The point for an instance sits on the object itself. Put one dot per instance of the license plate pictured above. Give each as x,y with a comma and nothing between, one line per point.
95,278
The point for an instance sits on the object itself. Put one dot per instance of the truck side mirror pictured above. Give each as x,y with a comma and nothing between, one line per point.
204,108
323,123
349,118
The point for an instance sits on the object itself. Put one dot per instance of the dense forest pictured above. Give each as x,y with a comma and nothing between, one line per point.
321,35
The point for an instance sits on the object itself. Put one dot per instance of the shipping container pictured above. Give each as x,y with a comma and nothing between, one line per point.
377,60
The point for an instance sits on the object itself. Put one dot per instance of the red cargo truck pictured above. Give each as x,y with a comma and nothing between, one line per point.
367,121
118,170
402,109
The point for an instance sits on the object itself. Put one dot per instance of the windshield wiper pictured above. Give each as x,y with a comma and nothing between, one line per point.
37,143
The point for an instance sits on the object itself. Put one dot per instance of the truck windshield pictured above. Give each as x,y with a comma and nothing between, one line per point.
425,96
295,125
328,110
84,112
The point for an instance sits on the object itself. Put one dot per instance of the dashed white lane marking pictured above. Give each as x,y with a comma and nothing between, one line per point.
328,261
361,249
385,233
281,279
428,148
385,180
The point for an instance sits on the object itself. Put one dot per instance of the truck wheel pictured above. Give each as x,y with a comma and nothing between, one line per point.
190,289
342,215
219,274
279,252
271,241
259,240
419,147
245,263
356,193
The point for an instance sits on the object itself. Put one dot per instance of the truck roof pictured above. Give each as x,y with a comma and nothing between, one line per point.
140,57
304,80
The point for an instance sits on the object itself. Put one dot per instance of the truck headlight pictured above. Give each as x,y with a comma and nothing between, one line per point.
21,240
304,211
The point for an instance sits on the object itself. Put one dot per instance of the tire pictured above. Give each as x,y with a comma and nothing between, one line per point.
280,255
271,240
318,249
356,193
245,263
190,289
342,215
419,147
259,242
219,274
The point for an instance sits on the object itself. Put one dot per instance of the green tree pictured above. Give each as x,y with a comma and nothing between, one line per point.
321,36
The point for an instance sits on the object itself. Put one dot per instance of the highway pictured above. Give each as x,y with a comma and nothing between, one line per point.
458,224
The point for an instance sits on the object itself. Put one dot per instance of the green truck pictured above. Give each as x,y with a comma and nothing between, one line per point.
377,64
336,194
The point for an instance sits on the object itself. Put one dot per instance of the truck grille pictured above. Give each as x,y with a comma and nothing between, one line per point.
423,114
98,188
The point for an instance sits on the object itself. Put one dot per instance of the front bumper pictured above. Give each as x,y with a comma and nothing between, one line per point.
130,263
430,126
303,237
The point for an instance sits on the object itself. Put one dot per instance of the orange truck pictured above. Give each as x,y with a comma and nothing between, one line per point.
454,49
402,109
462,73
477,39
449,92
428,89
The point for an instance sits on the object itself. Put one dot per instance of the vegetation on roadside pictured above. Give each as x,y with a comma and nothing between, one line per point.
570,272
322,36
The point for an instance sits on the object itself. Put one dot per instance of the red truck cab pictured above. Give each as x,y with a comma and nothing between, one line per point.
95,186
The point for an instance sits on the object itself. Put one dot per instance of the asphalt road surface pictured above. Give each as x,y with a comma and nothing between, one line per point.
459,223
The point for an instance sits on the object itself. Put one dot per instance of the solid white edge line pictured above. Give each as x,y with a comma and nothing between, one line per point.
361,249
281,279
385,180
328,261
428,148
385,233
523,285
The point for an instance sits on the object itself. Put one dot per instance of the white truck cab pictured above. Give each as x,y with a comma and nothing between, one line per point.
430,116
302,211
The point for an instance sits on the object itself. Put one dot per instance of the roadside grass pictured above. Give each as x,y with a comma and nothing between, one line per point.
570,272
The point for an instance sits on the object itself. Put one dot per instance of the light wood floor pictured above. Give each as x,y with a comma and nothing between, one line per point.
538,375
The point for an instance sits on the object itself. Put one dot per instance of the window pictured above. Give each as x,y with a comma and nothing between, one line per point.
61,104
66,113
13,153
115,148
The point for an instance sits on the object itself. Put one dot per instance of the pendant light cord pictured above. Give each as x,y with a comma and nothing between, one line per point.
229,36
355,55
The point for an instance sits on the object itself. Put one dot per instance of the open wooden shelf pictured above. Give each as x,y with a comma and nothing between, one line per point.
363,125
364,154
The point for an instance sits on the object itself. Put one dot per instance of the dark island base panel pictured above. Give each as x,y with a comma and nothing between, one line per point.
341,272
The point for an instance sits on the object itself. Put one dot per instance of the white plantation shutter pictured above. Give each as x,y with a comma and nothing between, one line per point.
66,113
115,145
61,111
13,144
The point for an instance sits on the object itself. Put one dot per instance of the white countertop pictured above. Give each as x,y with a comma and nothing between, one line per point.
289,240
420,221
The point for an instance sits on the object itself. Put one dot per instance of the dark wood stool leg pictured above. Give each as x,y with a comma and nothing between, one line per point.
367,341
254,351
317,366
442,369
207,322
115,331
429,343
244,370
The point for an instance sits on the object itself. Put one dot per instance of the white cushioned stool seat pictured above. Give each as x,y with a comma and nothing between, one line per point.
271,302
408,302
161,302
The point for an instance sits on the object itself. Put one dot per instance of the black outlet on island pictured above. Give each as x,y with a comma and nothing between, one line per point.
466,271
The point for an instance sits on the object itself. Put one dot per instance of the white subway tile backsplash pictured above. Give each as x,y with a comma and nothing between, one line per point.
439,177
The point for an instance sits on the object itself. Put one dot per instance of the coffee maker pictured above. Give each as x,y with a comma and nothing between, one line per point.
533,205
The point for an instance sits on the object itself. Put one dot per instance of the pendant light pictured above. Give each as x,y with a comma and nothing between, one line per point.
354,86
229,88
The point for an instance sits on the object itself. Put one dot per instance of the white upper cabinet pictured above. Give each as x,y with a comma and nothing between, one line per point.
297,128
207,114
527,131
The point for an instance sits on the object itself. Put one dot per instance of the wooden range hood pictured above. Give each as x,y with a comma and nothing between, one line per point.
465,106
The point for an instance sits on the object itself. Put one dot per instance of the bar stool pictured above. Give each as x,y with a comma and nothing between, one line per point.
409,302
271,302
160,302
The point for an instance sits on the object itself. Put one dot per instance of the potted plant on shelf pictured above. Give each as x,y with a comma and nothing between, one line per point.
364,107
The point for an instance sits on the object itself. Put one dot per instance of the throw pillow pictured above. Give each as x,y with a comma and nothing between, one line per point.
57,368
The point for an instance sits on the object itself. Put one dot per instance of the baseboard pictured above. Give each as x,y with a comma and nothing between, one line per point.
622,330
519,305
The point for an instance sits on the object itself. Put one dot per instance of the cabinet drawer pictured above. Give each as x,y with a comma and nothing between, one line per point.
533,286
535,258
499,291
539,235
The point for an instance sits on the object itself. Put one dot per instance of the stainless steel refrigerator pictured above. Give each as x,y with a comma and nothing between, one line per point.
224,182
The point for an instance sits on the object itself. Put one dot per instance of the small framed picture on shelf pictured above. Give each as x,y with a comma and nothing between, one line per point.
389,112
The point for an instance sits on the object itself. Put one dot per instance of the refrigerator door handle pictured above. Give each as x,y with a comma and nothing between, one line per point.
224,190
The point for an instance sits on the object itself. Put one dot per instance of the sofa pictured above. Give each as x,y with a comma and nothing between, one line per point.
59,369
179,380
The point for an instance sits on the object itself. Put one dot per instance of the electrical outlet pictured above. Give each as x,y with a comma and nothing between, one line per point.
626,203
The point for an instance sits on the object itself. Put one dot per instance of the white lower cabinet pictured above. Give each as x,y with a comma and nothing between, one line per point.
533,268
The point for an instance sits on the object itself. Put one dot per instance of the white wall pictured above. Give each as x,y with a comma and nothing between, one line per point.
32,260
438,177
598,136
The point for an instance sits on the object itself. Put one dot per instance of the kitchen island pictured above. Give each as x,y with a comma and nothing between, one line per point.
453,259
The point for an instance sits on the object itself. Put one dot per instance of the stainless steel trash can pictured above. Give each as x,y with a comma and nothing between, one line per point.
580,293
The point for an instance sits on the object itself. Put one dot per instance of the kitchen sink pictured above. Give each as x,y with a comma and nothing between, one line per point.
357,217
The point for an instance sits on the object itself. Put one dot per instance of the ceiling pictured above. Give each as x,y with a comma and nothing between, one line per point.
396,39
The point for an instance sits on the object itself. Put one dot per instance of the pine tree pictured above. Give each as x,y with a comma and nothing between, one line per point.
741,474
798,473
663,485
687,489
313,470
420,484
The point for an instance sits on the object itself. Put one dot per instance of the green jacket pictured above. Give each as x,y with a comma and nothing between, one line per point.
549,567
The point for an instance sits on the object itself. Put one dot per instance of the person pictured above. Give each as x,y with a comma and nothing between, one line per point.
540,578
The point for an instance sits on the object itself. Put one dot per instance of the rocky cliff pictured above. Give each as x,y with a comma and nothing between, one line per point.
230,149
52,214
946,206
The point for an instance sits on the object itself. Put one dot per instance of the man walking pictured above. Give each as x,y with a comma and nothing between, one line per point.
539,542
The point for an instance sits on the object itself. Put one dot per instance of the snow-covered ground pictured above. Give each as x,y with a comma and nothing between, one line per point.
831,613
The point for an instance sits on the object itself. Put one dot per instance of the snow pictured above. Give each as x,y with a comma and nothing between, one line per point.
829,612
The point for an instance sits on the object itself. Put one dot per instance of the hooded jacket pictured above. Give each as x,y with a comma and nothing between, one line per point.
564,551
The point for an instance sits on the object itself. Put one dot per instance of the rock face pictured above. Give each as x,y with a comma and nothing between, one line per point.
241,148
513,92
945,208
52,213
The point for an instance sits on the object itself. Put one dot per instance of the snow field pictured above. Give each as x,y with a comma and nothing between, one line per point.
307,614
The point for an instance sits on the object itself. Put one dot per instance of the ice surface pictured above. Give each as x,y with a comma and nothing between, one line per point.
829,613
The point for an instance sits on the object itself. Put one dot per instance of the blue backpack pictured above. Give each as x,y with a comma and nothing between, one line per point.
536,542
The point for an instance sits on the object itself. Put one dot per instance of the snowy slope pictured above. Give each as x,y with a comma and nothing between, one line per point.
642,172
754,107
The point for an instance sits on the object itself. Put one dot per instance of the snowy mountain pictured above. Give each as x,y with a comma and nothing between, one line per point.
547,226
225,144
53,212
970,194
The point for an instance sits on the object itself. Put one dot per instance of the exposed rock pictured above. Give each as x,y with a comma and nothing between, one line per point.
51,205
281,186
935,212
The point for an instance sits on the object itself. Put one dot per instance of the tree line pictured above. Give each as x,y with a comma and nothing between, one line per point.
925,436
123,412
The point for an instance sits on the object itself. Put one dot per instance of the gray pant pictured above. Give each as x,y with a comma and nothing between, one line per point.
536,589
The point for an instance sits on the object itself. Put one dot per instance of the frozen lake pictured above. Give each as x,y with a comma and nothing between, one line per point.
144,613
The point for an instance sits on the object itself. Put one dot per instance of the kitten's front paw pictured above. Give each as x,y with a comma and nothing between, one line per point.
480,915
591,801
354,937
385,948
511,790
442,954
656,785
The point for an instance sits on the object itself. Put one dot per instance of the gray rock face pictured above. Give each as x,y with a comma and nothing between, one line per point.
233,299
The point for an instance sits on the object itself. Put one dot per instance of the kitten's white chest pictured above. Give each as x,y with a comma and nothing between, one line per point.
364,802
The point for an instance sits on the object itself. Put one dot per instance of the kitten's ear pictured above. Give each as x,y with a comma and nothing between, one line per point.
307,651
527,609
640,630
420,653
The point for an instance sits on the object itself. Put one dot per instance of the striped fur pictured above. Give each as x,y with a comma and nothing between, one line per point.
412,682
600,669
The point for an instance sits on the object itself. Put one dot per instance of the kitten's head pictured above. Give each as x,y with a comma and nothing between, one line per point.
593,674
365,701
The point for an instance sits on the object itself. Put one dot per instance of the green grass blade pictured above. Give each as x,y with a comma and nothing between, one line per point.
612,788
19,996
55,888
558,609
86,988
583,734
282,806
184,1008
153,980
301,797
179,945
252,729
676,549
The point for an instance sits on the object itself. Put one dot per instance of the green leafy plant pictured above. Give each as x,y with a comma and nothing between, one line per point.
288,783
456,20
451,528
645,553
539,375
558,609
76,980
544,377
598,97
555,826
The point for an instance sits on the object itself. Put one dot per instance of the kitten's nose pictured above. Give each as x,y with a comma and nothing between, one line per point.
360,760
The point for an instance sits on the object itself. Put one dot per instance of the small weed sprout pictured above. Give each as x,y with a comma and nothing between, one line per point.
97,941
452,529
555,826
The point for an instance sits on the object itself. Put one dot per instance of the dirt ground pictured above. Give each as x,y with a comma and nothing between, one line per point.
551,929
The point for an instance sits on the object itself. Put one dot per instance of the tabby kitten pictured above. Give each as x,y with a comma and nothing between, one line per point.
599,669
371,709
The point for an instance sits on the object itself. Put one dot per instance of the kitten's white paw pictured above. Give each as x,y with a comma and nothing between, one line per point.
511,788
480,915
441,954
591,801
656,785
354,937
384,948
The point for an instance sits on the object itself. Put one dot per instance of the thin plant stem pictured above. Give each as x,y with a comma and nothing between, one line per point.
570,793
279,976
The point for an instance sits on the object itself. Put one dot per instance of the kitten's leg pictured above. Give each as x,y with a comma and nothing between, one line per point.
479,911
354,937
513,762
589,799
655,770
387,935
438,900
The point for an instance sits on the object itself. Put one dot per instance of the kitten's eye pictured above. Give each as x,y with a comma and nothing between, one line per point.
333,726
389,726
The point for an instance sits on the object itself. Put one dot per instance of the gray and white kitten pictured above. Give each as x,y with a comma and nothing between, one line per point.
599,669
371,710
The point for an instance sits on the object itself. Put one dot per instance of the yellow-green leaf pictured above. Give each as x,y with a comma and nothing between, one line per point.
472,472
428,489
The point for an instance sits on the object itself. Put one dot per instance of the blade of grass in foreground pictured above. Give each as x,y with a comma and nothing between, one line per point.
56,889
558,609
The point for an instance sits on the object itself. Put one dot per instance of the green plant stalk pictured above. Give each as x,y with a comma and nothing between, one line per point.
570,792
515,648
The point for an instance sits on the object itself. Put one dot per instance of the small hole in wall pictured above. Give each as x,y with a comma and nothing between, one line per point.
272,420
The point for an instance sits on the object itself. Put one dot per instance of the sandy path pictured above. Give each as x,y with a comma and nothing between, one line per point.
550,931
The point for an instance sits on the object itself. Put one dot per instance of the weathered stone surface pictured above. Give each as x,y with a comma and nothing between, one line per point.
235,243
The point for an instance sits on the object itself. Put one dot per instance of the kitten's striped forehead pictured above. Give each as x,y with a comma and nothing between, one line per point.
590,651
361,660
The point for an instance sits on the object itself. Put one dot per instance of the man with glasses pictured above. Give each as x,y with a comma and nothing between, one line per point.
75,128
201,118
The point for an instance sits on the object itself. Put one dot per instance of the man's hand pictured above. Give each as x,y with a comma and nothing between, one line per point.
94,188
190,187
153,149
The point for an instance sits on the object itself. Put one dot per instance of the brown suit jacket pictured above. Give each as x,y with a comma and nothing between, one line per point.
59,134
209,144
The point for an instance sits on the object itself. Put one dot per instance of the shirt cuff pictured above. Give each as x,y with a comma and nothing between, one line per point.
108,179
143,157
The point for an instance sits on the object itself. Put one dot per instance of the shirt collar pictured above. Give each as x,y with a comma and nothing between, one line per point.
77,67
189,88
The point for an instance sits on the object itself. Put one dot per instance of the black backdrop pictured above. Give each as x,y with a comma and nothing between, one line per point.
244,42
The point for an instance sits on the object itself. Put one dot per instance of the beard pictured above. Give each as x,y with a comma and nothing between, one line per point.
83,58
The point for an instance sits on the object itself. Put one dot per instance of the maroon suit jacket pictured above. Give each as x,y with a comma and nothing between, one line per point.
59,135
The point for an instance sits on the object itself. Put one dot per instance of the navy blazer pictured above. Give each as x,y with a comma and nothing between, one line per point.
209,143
########################################
- TASK BRIEF -
Starting at the line that contains "the shirt collar", output each remaining line of the listing, the last line included, exactly as it appears.

- ANSWER TO THE PROBLEM -
The point for an instance sits on the object itself. Put one dot per instance of the shirt collar pictured above. Give each as x,y with a comma and nothing between, one line per point.
77,67
189,88
The point for an instance sits on the object itself. Put one dot per instance of the black backdrop pictured above. Give each as x,y with a comma and nothing between, one line per point.
244,42
The point for an instance sits on the object itself. Put one dot per instance of the beard pictured above. Give each as x,y with a comma and nothing between, one line per point.
83,58
The point for an instance sits on the object itself. Put one dot per instance of the maroon suit jacket pictured above. Give each as x,y with a comma and nothing between, one line per point.
59,135
The point for an instance sits on the object itself. Put one dot per instance of the navy blazer pictured above. Give each as x,y with a comma and nothing between, one line per point.
209,143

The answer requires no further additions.